## [Task goal]
Copy out all the entries exactly.

Records for processing: Begin

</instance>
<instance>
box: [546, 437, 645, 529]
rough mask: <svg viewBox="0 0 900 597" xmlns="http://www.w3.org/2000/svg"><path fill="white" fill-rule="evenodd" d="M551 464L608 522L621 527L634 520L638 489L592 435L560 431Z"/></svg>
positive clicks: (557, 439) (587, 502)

Records for processing: End

## [Written solution]
</instance>
<instance>
box: [546, 437, 645, 529]
rough mask: <svg viewBox="0 0 900 597" xmlns="http://www.w3.org/2000/svg"><path fill="white" fill-rule="evenodd" d="M551 464L608 522L621 527L634 520L638 489L592 435L560 431Z"/></svg>
positive clicks: (557, 439) (587, 502)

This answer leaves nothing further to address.